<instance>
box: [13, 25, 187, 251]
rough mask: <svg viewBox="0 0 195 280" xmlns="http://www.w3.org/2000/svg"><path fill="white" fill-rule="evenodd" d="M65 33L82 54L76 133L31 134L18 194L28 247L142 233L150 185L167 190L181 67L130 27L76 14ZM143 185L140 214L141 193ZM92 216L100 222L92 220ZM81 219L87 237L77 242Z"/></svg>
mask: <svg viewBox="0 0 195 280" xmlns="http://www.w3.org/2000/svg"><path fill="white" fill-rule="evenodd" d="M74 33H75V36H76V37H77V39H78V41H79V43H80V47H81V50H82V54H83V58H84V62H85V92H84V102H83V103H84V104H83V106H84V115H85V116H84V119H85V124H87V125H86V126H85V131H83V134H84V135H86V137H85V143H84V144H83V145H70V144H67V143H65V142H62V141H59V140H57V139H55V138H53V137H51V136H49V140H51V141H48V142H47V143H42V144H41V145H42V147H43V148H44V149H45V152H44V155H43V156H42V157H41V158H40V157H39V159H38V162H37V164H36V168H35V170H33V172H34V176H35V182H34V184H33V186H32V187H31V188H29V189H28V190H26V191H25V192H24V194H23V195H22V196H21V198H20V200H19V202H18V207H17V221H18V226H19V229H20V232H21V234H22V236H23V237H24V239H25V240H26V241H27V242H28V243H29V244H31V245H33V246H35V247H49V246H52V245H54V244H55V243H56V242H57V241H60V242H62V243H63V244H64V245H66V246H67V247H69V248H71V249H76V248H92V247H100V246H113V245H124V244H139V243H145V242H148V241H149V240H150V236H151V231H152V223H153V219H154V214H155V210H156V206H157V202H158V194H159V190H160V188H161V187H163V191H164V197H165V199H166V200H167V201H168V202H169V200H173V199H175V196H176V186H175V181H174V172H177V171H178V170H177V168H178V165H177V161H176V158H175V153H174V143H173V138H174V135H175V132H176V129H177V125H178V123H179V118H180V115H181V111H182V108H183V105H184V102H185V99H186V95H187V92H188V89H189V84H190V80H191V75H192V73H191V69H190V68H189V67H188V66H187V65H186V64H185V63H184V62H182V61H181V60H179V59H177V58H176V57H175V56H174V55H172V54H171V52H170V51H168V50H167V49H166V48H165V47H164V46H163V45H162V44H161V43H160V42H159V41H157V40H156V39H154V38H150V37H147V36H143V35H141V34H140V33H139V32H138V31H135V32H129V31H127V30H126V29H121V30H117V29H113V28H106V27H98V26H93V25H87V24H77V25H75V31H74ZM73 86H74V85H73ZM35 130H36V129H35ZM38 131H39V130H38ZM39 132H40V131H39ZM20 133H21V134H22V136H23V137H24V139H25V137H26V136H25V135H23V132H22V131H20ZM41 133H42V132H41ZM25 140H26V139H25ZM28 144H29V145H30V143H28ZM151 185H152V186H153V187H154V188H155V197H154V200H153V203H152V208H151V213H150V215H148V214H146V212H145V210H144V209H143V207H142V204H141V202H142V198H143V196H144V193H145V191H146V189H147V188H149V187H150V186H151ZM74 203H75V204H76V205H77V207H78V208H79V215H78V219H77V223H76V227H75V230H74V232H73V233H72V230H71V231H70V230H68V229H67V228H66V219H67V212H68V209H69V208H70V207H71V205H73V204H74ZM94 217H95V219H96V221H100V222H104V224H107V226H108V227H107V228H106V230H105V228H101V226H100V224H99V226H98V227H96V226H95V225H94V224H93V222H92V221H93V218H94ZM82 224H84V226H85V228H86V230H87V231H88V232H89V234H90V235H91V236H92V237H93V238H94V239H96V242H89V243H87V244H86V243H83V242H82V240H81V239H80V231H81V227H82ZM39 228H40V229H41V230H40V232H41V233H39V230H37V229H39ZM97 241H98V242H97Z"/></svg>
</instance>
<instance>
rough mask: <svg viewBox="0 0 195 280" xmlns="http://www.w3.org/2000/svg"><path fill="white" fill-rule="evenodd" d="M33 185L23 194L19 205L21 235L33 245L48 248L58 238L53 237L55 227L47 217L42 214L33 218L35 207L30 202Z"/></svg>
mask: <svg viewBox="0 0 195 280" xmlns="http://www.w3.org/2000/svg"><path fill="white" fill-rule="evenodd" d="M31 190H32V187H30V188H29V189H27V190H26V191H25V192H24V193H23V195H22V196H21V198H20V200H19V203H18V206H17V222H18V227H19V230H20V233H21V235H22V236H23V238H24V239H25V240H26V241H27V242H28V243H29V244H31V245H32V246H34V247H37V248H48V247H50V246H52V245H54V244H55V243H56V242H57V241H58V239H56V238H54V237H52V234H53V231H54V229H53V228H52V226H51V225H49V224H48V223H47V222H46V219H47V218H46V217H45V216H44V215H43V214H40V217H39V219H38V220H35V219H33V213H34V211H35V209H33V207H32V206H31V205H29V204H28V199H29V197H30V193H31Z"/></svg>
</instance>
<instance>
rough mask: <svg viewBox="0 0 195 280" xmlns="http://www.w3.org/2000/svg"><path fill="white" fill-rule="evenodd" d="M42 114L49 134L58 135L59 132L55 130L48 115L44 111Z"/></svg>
.....
**Enunciado**
Transcreva, sem nenhuma alteração, todas as linhas dos itens acima.

**Resolução**
<instance>
box: [13, 25, 187, 251]
rough mask: <svg viewBox="0 0 195 280" xmlns="http://www.w3.org/2000/svg"><path fill="white" fill-rule="evenodd" d="M65 33L82 54L76 133L31 134L18 194L28 247L142 233L150 185L167 190L181 67L130 27L76 14ZM143 185L140 214L141 193ZM92 216L100 222L92 220ZM81 219L87 237L77 242Z"/></svg>
mask: <svg viewBox="0 0 195 280" xmlns="http://www.w3.org/2000/svg"><path fill="white" fill-rule="evenodd" d="M74 33H75V36H76V37H77V39H78V41H79V43H80V47H81V50H82V54H83V58H84V62H85V92H84V102H83V103H84V104H83V106H84V115H85V116H84V119H85V124H87V125H86V126H85V131H83V134H84V135H86V137H85V143H84V144H83V145H70V144H67V143H65V142H62V141H59V140H57V139H55V138H53V137H51V136H49V140H51V141H48V142H47V143H42V144H41V145H42V147H43V148H44V149H45V152H44V155H43V156H42V157H41V158H40V157H39V159H38V162H37V164H36V168H35V170H33V172H34V176H35V182H34V184H33V186H32V187H31V188H29V189H28V190H26V191H25V192H24V194H23V195H22V196H21V198H20V200H19V202H18V207H17V221H18V226H19V229H20V232H21V234H22V236H23V237H24V239H25V240H26V241H27V242H28V243H29V244H31V245H33V246H35V247H49V246H52V245H54V244H55V243H56V242H57V241H60V242H62V243H63V244H64V245H66V246H67V247H69V248H71V249H76V248H92V247H100V246H113V245H124V244H139V243H145V242H148V241H149V240H150V236H151V231H152V223H153V219H154V214H155V210H156V206H157V202H158V194H159V190H160V188H161V187H163V191H164V197H165V199H166V200H167V201H168V202H169V200H173V199H175V196H176V186H175V181H174V172H177V171H178V170H177V168H178V165H177V161H176V158H175V153H174V143H173V138H174V135H175V132H176V129H177V125H178V123H179V118H180V115H181V111H182V108H183V105H184V102H185V99H186V95H187V92H188V89H189V84H190V80H191V75H192V73H191V69H190V68H189V67H188V66H187V65H186V64H185V63H184V62H182V61H181V60H179V59H177V58H176V57H175V56H174V55H172V54H171V52H170V51H168V50H167V49H166V48H165V47H164V46H163V45H162V44H161V43H160V42H159V41H157V40H156V39H154V38H150V37H147V36H143V35H141V34H140V33H139V32H138V31H135V32H129V31H127V30H126V29H121V30H117V29H113V28H106V27H98V26H93V25H87V24H77V25H75V31H74ZM73 86H74V85H73ZM35 130H36V129H35ZM38 131H39V130H38ZM39 132H40V131H39ZM20 133H21V134H22V136H23V137H24V139H25V137H26V136H25V135H23V132H22V131H20ZM41 133H42V132H41ZM25 140H26V139H25ZM28 144H29V145H30V143H28ZM151 185H152V186H153V187H154V188H155V197H154V200H153V203H152V208H151V213H150V215H148V214H146V212H145V210H144V209H143V207H142V204H141V202H142V198H143V196H144V193H145V191H146V189H147V188H149V187H150V186H151ZM74 203H75V204H76V205H77V207H78V208H79V215H78V219H77V223H76V227H75V230H74V232H73V233H72V230H71V231H70V230H68V229H67V228H66V219H67V212H68V209H69V208H70V207H71V205H73V204H74ZM94 217H95V219H96V221H100V222H104V224H107V226H108V227H107V228H106V230H105V228H101V226H100V224H99V226H98V227H96V226H95V225H94V224H93V222H92V221H93V218H94ZM82 224H84V226H85V228H86V230H87V231H88V232H89V234H90V235H91V236H92V237H93V238H94V239H96V242H89V243H87V244H86V243H83V242H82V240H81V239H80V231H81V227H82ZM39 228H40V229H41V230H40V232H41V233H39V230H37V229H39ZM97 241H98V242H97Z"/></svg>
</instance>
<instance>
rough mask: <svg viewBox="0 0 195 280" xmlns="http://www.w3.org/2000/svg"><path fill="white" fill-rule="evenodd" d="M33 185L23 194L19 205L21 235L33 245L48 248L58 238L53 237L55 227L47 217L42 214L33 218L35 207L30 202Z"/></svg>
mask: <svg viewBox="0 0 195 280" xmlns="http://www.w3.org/2000/svg"><path fill="white" fill-rule="evenodd" d="M31 190H32V187H30V188H29V189H27V190H26V191H25V192H24V193H23V195H22V196H21V198H20V200H19V203H18V206H17V222H18V227H19V230H20V233H21V235H22V236H23V238H24V239H25V240H26V241H27V242H28V243H29V244H31V245H32V246H34V247H37V248H48V247H50V246H52V245H54V244H55V243H56V242H57V241H58V239H56V238H54V237H52V234H53V231H54V229H53V228H52V226H51V225H49V224H48V223H47V222H46V219H47V218H46V217H45V216H44V215H43V214H40V217H39V219H38V220H35V219H33V213H34V211H35V209H33V207H32V206H31V205H29V204H28V199H29V197H30V193H31Z"/></svg>
</instance>
<instance>
rough mask: <svg viewBox="0 0 195 280" xmlns="http://www.w3.org/2000/svg"><path fill="white" fill-rule="evenodd" d="M42 114L49 134L58 135L59 132L55 130L48 115L44 111Z"/></svg>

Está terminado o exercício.